→ **Problem requirements**
Look for "instance" in each line of the records, and copy the lines that have it.

→ **Stored items**
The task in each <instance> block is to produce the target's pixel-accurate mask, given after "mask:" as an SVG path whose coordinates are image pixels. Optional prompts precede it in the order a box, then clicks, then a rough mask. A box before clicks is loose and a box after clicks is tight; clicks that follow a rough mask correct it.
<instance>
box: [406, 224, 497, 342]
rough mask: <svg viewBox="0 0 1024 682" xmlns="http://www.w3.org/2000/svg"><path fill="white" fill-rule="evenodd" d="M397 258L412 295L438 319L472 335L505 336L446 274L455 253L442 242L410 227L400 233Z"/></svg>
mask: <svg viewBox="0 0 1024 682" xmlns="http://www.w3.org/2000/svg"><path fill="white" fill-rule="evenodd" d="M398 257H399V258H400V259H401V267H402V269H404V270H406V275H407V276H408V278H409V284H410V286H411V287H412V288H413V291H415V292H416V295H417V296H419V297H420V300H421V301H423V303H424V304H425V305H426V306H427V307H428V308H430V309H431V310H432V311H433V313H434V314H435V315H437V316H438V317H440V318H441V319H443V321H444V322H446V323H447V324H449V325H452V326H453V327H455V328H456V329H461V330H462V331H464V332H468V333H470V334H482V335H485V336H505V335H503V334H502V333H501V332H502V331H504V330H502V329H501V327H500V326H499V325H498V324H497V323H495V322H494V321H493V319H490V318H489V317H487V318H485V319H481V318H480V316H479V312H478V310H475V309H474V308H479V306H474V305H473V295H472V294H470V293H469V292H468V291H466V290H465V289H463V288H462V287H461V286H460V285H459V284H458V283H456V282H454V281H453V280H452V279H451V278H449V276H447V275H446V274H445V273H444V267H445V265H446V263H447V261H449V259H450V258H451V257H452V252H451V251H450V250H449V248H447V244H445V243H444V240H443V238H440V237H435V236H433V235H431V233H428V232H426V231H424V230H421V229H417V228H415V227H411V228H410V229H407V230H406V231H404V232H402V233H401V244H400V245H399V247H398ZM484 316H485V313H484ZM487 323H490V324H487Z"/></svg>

→ **Result below**
The task in each <instance> block is to produce the target's pixel-accurate mask, given after "mask:" as an SVG path whose coordinates are image pixels. Optional prompts precede it in the order a box, then clicks, then a rough mask. A box before clicks is loose and a box after clicks is tight; clicks that follow a rough mask correct it.
<instance>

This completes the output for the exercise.